### SELECTED EXTRACT
☆ ☆ ☆ ☆ ☆

Section: New Results

Estimation and control for Markov Processes

Participants: R. Azais, F. Bouguet, T. Bastogne

We have developed statistical inference techniques for estimating the jump rate of PDMPs (piecewise-deterministic Markov processes) [2] which is an essential step to build relevant application models. In [2], we state a new characterization of the jump rate when the transition kernel only charges a discrete subset of the state space and deduce from it a competitive nonparametric technique for estimating this feature of interest. Our methodologies have been illustrated on numerical examples and real data. We also investigated the probabilistic properties of the PDMPs [5] or more general Markov processes [31] that could be useful to study properties of estimators.

A bit more generally, we have made contributions to a variety of specific estimation problems. We considered the problem of estimation of integrals under Markov design, which has a large variety of applications, in particular in biology and climatology. In [24], we have developed and analyzed a technique for estimating the average value over space when sensors describe a Markovian trajectory; this method leads to rates that are better than the traditional “root $n$”-rate, where $n$ is the sample size, and was applied to the evaluation of the average temperature of oceans.

☆ ☆ ☆ ☆ ☆

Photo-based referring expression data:
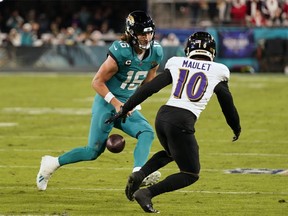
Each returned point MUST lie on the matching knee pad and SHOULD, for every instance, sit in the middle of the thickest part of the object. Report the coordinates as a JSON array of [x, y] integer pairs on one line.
[[93, 153], [148, 134]]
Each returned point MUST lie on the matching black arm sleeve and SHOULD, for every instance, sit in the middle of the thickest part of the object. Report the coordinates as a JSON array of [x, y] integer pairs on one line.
[[148, 89], [229, 110]]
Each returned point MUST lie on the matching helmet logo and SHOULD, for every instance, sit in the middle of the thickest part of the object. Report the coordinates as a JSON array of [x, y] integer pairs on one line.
[[128, 62], [130, 20], [148, 29]]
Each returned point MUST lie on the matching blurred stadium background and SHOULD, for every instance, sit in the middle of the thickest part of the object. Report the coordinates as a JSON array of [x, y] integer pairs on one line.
[[74, 35]]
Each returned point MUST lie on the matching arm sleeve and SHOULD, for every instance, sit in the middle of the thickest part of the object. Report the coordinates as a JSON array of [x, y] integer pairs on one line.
[[148, 89], [229, 110]]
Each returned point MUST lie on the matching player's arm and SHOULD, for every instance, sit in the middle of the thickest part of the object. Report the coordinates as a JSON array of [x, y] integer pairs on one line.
[[151, 74], [142, 94], [105, 72], [148, 89], [229, 110]]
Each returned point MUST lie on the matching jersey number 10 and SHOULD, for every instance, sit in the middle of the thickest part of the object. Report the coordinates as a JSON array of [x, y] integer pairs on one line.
[[195, 87]]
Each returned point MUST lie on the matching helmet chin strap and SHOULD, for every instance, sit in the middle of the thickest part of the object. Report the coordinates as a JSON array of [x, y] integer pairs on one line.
[[144, 47]]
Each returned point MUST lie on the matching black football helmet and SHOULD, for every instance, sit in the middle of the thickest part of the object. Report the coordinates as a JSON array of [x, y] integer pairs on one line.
[[201, 44], [138, 22]]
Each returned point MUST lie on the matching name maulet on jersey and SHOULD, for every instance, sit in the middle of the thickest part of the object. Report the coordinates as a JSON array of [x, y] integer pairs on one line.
[[194, 81]]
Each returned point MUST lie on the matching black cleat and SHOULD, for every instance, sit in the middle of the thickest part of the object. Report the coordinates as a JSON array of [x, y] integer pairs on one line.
[[133, 184], [143, 197]]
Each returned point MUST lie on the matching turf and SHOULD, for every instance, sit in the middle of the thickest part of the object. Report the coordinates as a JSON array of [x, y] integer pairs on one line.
[[49, 113]]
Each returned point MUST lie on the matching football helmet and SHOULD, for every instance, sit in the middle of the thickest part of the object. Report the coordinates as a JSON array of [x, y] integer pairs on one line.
[[138, 22], [200, 44]]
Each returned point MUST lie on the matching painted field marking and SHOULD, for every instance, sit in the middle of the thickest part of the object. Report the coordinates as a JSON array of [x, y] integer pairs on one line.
[[177, 191], [8, 124]]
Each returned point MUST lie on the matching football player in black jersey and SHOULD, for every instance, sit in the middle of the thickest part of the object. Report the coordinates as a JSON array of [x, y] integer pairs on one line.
[[194, 79]]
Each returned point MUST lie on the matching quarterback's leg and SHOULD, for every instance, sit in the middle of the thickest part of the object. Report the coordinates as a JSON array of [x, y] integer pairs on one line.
[[98, 134], [138, 127]]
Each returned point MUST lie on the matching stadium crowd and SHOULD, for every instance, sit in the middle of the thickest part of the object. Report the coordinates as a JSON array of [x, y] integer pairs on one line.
[[89, 23]]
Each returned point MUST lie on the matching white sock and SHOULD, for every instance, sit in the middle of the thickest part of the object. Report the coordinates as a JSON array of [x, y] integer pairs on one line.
[[135, 169]]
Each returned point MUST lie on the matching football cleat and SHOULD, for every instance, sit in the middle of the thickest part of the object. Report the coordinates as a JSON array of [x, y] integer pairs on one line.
[[48, 166], [152, 179], [143, 197], [133, 184]]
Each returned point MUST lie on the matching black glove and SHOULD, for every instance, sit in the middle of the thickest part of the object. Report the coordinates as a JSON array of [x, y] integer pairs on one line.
[[236, 135], [118, 115]]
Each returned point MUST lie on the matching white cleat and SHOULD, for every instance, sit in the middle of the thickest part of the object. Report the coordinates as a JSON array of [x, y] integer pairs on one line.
[[48, 166], [152, 179]]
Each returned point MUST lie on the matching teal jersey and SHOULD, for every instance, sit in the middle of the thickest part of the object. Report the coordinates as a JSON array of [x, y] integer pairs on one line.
[[131, 70]]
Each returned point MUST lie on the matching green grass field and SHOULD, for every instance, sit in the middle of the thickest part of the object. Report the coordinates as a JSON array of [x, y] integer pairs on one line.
[[50, 114]]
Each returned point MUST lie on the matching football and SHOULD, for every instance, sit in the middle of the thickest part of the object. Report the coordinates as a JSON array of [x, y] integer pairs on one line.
[[115, 143]]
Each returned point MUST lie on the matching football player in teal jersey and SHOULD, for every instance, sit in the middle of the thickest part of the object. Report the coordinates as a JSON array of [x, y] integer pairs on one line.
[[132, 61]]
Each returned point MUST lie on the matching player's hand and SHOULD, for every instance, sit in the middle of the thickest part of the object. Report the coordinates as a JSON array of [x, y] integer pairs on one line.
[[236, 135], [118, 115]]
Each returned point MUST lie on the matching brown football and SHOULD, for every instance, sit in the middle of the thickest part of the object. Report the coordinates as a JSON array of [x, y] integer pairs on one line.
[[115, 143]]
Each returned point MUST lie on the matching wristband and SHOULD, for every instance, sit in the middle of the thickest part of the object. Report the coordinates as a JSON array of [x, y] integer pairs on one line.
[[108, 97]]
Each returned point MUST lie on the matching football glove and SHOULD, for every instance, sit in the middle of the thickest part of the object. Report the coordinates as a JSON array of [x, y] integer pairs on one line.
[[236, 135], [118, 115]]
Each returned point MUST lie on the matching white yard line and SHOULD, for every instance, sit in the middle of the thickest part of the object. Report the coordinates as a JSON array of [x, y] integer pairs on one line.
[[178, 191]]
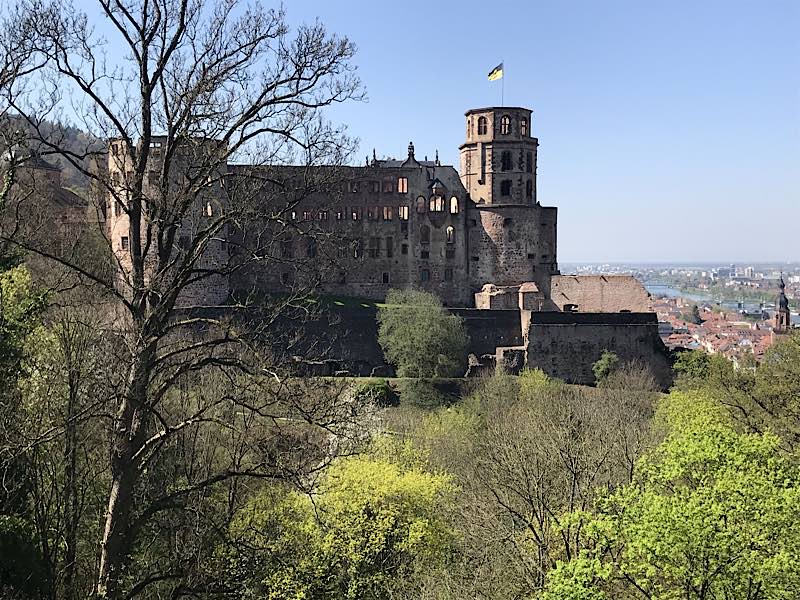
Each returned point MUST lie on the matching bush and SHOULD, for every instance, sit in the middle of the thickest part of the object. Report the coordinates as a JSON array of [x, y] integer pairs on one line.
[[420, 337], [426, 393], [377, 391], [605, 365]]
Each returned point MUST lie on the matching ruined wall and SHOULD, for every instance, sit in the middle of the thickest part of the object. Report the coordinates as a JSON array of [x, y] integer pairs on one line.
[[509, 245], [391, 225], [566, 345], [208, 290], [598, 293]]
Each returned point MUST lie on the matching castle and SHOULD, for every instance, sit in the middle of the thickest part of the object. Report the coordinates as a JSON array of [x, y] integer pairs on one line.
[[479, 239]]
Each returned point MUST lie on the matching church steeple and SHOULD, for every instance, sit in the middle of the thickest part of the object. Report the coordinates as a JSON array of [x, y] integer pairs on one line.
[[782, 314]]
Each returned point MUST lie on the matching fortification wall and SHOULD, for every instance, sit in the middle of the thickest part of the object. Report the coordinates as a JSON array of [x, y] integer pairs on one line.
[[511, 244], [566, 345]]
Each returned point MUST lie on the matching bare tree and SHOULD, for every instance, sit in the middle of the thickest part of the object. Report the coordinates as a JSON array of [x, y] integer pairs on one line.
[[182, 88]]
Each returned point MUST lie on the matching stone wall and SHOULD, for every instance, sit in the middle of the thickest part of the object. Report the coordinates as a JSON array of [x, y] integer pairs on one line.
[[509, 245], [566, 345], [598, 293]]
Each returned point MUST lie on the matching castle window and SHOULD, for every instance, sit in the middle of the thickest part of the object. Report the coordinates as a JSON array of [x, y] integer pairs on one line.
[[374, 247], [424, 234], [505, 160], [437, 204]]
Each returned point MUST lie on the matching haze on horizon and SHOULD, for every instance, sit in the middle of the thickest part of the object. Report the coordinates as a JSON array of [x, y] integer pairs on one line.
[[668, 132]]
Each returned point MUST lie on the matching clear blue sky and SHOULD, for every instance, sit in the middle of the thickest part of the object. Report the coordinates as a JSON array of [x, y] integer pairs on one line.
[[668, 131]]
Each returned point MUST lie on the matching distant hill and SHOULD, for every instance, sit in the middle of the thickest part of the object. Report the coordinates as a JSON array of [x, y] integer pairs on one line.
[[72, 138]]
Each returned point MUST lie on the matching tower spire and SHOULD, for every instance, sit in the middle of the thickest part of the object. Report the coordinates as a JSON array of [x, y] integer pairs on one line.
[[783, 316]]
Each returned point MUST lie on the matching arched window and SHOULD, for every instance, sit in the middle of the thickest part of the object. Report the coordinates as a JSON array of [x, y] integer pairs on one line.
[[424, 234], [453, 205], [505, 160]]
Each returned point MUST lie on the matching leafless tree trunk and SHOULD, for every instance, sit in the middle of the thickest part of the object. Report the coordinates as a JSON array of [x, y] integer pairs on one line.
[[200, 84]]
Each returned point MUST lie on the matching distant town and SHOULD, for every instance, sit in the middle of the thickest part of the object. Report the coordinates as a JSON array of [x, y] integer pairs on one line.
[[725, 309]]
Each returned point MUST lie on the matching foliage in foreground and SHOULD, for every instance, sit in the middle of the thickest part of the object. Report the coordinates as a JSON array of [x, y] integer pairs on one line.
[[419, 337], [712, 513], [375, 526]]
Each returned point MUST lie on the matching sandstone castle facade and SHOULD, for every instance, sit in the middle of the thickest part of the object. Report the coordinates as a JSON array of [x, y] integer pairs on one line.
[[477, 237]]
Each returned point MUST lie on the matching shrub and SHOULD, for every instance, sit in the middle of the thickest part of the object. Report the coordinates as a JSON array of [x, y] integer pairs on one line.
[[420, 337]]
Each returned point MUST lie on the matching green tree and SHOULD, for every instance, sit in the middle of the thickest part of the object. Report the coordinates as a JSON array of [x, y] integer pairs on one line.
[[420, 337], [372, 530], [605, 365], [712, 513]]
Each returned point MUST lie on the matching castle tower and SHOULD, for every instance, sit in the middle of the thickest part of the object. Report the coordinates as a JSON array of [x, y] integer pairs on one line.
[[208, 291], [498, 159], [783, 317], [512, 238]]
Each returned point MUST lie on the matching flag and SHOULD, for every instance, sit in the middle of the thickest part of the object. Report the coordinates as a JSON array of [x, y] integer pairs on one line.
[[496, 73]]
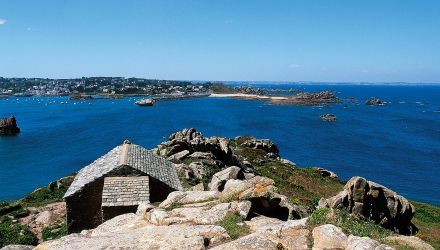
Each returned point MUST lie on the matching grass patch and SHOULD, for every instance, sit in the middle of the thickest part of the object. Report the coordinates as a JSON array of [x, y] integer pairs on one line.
[[14, 233], [303, 186], [173, 206], [357, 226], [231, 224], [54, 231], [51, 193], [427, 219]]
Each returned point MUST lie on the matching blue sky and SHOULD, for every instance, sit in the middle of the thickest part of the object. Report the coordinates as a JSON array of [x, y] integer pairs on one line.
[[309, 40]]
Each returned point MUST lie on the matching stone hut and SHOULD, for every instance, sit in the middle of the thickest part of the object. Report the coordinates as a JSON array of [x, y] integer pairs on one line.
[[117, 183]]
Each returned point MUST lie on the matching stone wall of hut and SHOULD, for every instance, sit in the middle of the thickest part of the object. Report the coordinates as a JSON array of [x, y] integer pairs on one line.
[[84, 207]]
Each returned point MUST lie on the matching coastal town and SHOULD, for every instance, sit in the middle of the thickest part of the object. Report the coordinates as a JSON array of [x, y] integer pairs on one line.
[[107, 86]]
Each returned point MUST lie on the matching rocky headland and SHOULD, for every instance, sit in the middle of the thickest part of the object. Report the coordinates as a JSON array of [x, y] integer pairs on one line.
[[8, 126], [238, 194], [374, 102]]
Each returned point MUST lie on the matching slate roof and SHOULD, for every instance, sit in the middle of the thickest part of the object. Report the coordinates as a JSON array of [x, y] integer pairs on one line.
[[125, 191], [130, 155]]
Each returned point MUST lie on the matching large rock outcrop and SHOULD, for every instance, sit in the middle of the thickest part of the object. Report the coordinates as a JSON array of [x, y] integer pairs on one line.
[[8, 126], [376, 202]]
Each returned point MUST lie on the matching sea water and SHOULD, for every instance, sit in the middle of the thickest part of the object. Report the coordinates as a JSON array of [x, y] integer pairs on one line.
[[396, 145]]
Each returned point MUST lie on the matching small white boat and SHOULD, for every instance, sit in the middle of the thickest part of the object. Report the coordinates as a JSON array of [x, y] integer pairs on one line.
[[145, 102]]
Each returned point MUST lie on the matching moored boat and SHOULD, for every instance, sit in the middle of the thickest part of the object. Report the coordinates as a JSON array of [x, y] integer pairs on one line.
[[145, 102]]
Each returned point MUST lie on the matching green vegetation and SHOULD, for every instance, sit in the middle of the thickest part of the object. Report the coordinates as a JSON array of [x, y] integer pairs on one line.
[[15, 233], [173, 206], [303, 186], [12, 232], [427, 219], [51, 193], [350, 225], [54, 231], [231, 223]]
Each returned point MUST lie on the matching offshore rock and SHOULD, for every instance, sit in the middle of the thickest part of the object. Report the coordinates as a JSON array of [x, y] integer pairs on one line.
[[8, 126], [374, 102], [376, 202], [328, 117]]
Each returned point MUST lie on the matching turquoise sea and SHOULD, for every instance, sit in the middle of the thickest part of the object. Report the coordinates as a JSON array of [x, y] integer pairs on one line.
[[397, 145]]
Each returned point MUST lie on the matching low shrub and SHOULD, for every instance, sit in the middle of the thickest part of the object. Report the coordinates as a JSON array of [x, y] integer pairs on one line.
[[15, 234], [358, 226], [54, 231], [231, 224]]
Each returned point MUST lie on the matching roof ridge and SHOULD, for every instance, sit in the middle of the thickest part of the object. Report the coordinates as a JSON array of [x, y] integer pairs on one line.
[[123, 157]]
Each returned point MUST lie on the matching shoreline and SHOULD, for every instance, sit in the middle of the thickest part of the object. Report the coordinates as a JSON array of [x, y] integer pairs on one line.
[[248, 96]]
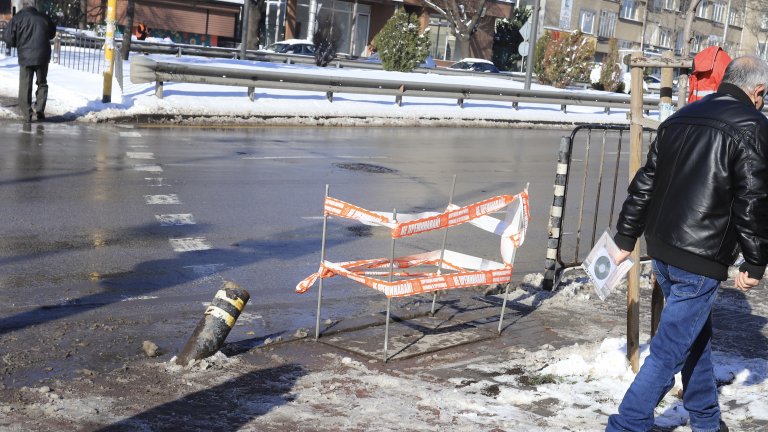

☆ ☆ ☆ ☆ ☆

### ACTIVITIES
[1] In the section on estimation and control for Markov processes, what was the method for sensors following a Markovian trajectory applied to?
[2] From the section on estimation and control for Markov processes, write out the part that opens with the words containing "Participants: R. Azais, F." and closes with "properties of estimators.".
[3] Do these statements agree with the section on estimation and control for Markov processes? (a) PDMPs are piecewise-deterministic Markov processes. (b) The methodologies were illustrated only on numerical examples. (c) Estimation of integrals under Markov design has applications in biology and climatology.

### EXERCISE RESULTS
[1] It was applied to evaluating the average temperature of oceans.

[2]
Participants: R. Azais, F. Bouguet, T. Bastogne

We have developed statistical inference techniques for estimating the jump rate of PDMPs (piecewise-deterministic Markov processes) [2] which is an essential step to build relevant application models. In [2], we state a new characterization of the jump rate when the transition kernel only charges a discrete subset of the state space and deduce from it a competitive nonparametric technique for estimating this feature of interest. Our methodologies have been illustrated on numerical examples and real data. We also investigated the probabilistic properties of the PDMPs [5] or more general Markov processes [31] that could be useful to study properties of estimators.

[3]
(a) Yes: "PDMPs (piecewise-deterministic Markov processes)"
(b) No: "Our methodologies have been illustrated on numerical examples and real data."
(c) Yes: "which has a large variety of applications, in particular in biology and climatology"